**Do this**
Identify each line in the entries below that contains the string "rolled", treating uppercase and lowercase letters as different, and copy those lines in full.
-=-=-=-=-
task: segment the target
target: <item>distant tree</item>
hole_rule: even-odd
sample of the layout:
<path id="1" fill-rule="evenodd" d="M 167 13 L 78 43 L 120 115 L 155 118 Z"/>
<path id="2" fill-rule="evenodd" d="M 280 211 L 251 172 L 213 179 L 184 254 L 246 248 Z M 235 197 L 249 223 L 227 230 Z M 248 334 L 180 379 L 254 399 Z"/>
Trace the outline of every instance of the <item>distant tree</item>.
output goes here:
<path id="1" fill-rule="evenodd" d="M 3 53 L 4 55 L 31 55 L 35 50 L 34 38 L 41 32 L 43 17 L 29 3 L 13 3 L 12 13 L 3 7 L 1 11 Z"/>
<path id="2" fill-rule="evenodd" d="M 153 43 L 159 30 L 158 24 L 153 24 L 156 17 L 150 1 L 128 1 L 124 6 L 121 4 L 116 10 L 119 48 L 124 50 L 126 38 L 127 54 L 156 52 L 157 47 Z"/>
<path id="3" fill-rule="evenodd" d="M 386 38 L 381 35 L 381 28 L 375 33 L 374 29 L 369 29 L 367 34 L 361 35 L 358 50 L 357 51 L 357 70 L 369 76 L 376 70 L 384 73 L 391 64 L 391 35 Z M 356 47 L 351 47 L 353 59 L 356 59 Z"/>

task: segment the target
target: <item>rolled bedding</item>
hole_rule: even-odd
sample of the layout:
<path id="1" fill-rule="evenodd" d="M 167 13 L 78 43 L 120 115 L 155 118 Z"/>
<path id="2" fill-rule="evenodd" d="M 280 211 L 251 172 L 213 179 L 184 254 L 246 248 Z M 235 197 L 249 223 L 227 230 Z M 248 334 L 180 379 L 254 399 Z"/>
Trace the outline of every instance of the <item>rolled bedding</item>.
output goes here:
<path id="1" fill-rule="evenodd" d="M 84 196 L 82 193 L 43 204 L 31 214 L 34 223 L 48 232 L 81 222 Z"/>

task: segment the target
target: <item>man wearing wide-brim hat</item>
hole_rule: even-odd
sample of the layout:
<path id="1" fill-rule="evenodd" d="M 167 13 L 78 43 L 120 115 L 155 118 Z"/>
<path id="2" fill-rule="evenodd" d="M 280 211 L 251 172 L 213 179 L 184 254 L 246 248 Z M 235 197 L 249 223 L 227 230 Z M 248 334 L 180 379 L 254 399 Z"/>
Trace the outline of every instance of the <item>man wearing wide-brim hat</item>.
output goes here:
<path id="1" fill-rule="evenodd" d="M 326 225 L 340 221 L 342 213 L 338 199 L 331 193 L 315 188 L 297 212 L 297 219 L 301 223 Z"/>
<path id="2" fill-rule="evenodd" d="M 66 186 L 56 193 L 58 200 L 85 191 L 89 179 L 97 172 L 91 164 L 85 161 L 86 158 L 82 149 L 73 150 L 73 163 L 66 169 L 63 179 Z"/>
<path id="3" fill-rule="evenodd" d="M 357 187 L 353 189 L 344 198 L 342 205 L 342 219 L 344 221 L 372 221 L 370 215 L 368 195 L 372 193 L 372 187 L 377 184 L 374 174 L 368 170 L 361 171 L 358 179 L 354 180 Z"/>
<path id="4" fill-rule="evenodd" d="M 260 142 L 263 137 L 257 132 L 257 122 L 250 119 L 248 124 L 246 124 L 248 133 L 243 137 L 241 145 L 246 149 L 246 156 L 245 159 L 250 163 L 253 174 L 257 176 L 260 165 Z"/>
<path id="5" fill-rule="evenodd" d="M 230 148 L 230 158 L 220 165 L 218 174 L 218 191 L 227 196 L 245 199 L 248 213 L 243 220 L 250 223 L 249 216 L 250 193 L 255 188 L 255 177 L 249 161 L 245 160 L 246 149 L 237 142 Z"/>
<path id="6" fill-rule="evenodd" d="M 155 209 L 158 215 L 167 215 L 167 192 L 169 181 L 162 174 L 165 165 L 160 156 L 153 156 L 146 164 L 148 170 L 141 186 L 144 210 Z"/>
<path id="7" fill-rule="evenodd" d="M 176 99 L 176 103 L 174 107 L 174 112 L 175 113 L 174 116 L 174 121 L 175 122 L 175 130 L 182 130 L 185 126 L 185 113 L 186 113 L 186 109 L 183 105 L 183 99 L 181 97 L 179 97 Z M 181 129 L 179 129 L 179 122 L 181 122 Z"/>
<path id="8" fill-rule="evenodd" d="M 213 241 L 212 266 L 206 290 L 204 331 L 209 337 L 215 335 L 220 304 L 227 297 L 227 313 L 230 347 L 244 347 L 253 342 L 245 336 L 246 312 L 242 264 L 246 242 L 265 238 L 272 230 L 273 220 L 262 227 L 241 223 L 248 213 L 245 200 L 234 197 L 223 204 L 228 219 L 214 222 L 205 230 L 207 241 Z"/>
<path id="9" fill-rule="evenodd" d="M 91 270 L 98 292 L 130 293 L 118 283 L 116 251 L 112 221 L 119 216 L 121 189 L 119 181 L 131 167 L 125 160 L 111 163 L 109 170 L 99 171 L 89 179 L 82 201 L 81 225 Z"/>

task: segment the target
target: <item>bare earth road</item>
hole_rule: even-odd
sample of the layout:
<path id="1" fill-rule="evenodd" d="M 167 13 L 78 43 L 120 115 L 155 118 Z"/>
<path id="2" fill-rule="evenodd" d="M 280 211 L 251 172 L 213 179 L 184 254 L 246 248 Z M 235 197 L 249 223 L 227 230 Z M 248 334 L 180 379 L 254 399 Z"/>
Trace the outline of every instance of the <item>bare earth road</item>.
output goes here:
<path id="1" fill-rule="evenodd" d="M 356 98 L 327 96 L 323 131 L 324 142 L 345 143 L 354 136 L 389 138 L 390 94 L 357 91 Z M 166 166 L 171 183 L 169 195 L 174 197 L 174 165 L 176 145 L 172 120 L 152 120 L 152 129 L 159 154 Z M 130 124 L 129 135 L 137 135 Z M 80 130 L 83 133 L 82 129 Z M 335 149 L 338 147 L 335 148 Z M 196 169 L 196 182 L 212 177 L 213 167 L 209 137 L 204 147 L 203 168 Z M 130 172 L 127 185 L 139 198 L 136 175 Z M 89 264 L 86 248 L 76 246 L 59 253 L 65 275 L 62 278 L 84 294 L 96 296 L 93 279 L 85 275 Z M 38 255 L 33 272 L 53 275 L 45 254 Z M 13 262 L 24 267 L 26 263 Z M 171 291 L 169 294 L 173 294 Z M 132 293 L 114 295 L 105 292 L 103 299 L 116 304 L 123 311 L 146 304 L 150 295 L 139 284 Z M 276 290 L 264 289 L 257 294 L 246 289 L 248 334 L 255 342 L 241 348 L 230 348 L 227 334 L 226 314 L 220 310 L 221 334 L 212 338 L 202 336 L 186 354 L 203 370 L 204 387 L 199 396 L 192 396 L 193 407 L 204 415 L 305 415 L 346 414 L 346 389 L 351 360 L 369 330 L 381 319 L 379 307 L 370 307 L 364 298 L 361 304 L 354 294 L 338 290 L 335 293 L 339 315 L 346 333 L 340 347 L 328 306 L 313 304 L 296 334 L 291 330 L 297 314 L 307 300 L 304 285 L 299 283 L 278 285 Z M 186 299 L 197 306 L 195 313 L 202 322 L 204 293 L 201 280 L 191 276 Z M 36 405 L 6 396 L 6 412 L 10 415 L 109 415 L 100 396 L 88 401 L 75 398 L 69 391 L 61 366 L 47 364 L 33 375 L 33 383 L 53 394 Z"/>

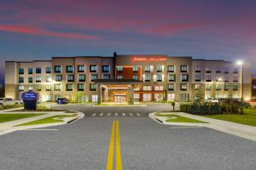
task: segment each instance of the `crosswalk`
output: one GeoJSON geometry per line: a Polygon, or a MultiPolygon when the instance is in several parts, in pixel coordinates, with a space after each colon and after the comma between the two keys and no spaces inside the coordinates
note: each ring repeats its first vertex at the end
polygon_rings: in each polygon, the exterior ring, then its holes
{"type": "Polygon", "coordinates": [[[91,116],[142,116],[142,115],[140,113],[125,113],[125,112],[103,113],[103,112],[100,112],[100,113],[92,113],[91,116]]]}

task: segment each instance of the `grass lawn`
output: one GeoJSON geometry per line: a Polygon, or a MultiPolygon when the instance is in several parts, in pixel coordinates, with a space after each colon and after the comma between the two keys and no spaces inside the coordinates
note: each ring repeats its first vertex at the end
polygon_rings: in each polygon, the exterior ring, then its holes
{"type": "Polygon", "coordinates": [[[245,109],[243,115],[206,115],[204,116],[256,127],[256,109],[245,109]]]}
{"type": "Polygon", "coordinates": [[[73,114],[73,115],[56,115],[54,116],[49,116],[46,117],[44,119],[37,120],[37,121],[32,121],[30,122],[26,122],[23,124],[16,125],[15,127],[18,126],[27,126],[27,125],[36,125],[36,124],[44,124],[44,123],[53,123],[53,122],[63,122],[62,120],[58,120],[55,118],[62,118],[62,117],[70,117],[70,116],[77,116],[77,114],[73,114]]]}
{"type": "Polygon", "coordinates": [[[38,114],[38,113],[0,114],[0,123],[5,122],[9,122],[9,121],[15,121],[18,119],[24,119],[24,118],[32,117],[32,116],[40,116],[40,115],[43,115],[43,114],[38,114]]]}
{"type": "Polygon", "coordinates": [[[176,115],[176,114],[166,114],[166,115],[162,115],[162,114],[155,114],[155,116],[166,116],[167,118],[170,117],[170,116],[175,116],[177,117],[176,119],[166,119],[166,122],[197,122],[197,123],[207,123],[206,122],[203,122],[203,121],[198,121],[198,120],[195,120],[195,119],[190,119],[190,118],[187,118],[187,117],[184,117],[184,116],[178,116],[178,115],[176,115]]]}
-=-=-=-=-
**Written reply**
target: <item>rolled bedding</item>
Trace the outline of every instance of the <item>rolled bedding</item>.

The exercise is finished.